AIM:
Copy the listing below word for word, omitting the pictures.

╭──

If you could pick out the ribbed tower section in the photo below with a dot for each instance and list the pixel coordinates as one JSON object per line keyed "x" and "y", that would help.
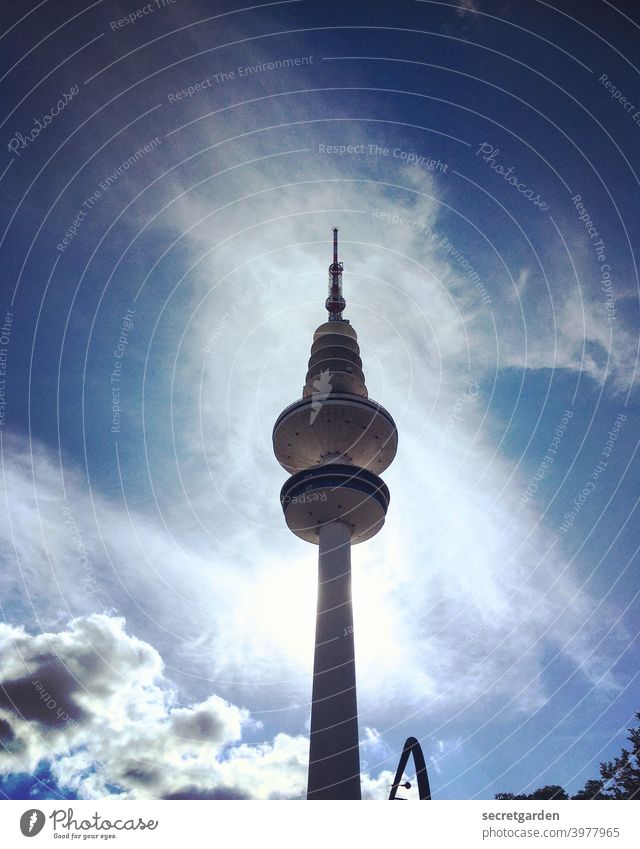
{"x": 334, "y": 442}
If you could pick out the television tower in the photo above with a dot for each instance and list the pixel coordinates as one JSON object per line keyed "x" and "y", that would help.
{"x": 334, "y": 441}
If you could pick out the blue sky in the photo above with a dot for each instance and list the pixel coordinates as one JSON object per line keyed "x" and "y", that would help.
{"x": 166, "y": 212}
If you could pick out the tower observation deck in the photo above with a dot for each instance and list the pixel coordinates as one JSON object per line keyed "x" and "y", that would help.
{"x": 334, "y": 441}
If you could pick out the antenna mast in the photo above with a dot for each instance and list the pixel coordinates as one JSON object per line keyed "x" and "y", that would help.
{"x": 335, "y": 303}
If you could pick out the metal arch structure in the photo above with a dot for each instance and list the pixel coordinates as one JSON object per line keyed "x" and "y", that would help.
{"x": 412, "y": 747}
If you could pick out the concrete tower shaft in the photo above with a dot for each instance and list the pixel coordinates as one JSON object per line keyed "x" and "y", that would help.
{"x": 334, "y": 440}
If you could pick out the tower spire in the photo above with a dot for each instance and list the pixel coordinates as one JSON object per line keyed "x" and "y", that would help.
{"x": 335, "y": 303}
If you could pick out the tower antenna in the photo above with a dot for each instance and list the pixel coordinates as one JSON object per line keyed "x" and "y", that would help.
{"x": 335, "y": 303}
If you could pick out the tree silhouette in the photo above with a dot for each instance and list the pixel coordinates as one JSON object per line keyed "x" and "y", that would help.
{"x": 619, "y": 778}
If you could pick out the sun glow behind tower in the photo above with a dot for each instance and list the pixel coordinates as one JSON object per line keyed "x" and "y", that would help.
{"x": 334, "y": 441}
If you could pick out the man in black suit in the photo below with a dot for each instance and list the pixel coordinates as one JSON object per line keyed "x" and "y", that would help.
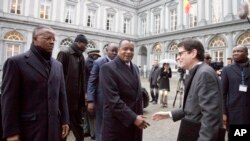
{"x": 153, "y": 81}
{"x": 34, "y": 102}
{"x": 123, "y": 107}
{"x": 95, "y": 94}
{"x": 236, "y": 89}
{"x": 74, "y": 73}
{"x": 201, "y": 115}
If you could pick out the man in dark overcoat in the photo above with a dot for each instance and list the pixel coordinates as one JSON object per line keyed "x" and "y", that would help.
{"x": 201, "y": 114}
{"x": 123, "y": 107}
{"x": 34, "y": 102}
{"x": 153, "y": 81}
{"x": 236, "y": 89}
{"x": 95, "y": 94}
{"x": 74, "y": 73}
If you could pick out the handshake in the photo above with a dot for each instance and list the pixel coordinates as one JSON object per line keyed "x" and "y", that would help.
{"x": 141, "y": 123}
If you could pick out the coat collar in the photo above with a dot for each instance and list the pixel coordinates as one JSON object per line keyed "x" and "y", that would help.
{"x": 129, "y": 75}
{"x": 36, "y": 64}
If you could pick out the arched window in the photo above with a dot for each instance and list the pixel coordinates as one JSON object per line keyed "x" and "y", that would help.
{"x": 244, "y": 39}
{"x": 217, "y": 42}
{"x": 66, "y": 42}
{"x": 14, "y": 36}
{"x": 217, "y": 46}
{"x": 91, "y": 45}
{"x": 157, "y": 48}
{"x": 173, "y": 47}
{"x": 216, "y": 11}
{"x": 13, "y": 43}
{"x": 157, "y": 51}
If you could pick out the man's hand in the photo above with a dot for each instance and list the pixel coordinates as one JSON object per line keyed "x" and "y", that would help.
{"x": 161, "y": 115}
{"x": 140, "y": 122}
{"x": 13, "y": 138}
{"x": 225, "y": 123}
{"x": 91, "y": 107}
{"x": 65, "y": 130}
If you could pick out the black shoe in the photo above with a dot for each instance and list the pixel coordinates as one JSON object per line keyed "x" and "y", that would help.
{"x": 93, "y": 138}
{"x": 86, "y": 134}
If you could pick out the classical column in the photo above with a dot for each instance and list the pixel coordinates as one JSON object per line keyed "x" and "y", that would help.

╰──

TASK RESULT:
If you could pick out the ribbed tower section in the photo below with a dot for each instance and list the pixel coordinates as one JSON object per line keyed "x" and "y", that would help.
{"x": 334, "y": 442}
If you could pick out the television tower in the photo above with a dot for each instance and list the pixel coordinates as one JSON object per line keyed "x" and "y", that would help.
{"x": 334, "y": 441}
If you could pick out the blue sky in the photo above with a dot for each instance and list the pixel coordinates as one JSON object per line keyed "x" and "y", that would help.
{"x": 166, "y": 212}
If you could pick out the tower observation deck in the photo above with a dot for each instance and list the pixel coordinates as one JSON object per line keyed "x" and "y", that would help.
{"x": 334, "y": 441}
If you could pick out the antenna mast in the photo above with a dot for each instance and list the pixel coordinates as one JSON object per line keyed "x" and "y", that would help.
{"x": 335, "y": 303}
If you could pick out the metal arch structure in the photo above with a dot for each instance and list the pixel coordinates as one JSON object per line keyed "x" and "y", that would help.
{"x": 412, "y": 747}
If you could pick out the concrete tower shaft in the photo above with a dot for each instance and list the pixel coordinates as one JSON object per line keyed "x" and "y", that would help.
{"x": 334, "y": 440}
If you could pick out the tower spire in the photo above with a dot for each instance and list the pixel coordinates as one JSON object per line keyed "x" and "y", that would help.
{"x": 335, "y": 303}
If you could pick out the tower antenna in the photo above with a dot for each instance and list the pixel coordinates as one JSON object per line keyed "x" and "y", that would help.
{"x": 335, "y": 303}
If you could pick out the tree silhouette in the photo above with a dot for each instance and list the pixel coordinates as one JSON object per line keyed "x" and "y", that would help.
{"x": 619, "y": 778}
If you could pick out the sun glow behind tower in the photo above with a dot for each instance and list the pixel coordinates as one JSON object per line keyed "x" and "y", that would help.
{"x": 334, "y": 441}
If you could pick out the man in black suit in the photo below with a dot for each instance and list the pixel coordinates as one JSON object per line keyed "x" and "y", that would help.
{"x": 153, "y": 81}
{"x": 34, "y": 102}
{"x": 123, "y": 107}
{"x": 95, "y": 94}
{"x": 236, "y": 89}
{"x": 74, "y": 73}
{"x": 201, "y": 115}
If you could pick out the man in dark overcoat in the photo above with a dot for each instance and list the pixel coordinates as one JSON object per line keyed "x" and "y", that would help.
{"x": 201, "y": 114}
{"x": 123, "y": 107}
{"x": 34, "y": 102}
{"x": 153, "y": 81}
{"x": 236, "y": 89}
{"x": 95, "y": 94}
{"x": 74, "y": 73}
If you could pick out the handshake in the photo above with a dot for each instance and list the pixel coordinates as one JSON object per line keyed "x" and "y", that would help.
{"x": 141, "y": 123}
If you could pick out the coat collar in the photo above with a dot for each instance and list the pixel coordinates as one JSON object per line keyed "x" and "y", that would help.
{"x": 129, "y": 75}
{"x": 36, "y": 64}
If you could pick out the arched window in the photo above with a dot for each instance and list the pixel coordinates as one JSON object per line keyed "x" and "y", that would help.
{"x": 244, "y": 39}
{"x": 217, "y": 42}
{"x": 66, "y": 42}
{"x": 14, "y": 36}
{"x": 217, "y": 46}
{"x": 91, "y": 45}
{"x": 157, "y": 48}
{"x": 173, "y": 47}
{"x": 216, "y": 11}
{"x": 13, "y": 43}
{"x": 157, "y": 51}
If you could pick out the man's hand in the photo above with a dot for each instance and list the pixel coordinates as one JSON object per line keyed "x" and "y", that would help.
{"x": 161, "y": 115}
{"x": 140, "y": 122}
{"x": 13, "y": 138}
{"x": 225, "y": 123}
{"x": 91, "y": 107}
{"x": 65, "y": 130}
If you could pick out the black shoe in the photo above with a dot for each instance and list the pixel coordinates as one JSON object per line keyed "x" and "y", that would help.
{"x": 93, "y": 138}
{"x": 86, "y": 134}
If you could pick out the classical column in the photo above with a dot for each instance and list the pixel coordinates as one JSON object per line keyed "x" and "y", that would help.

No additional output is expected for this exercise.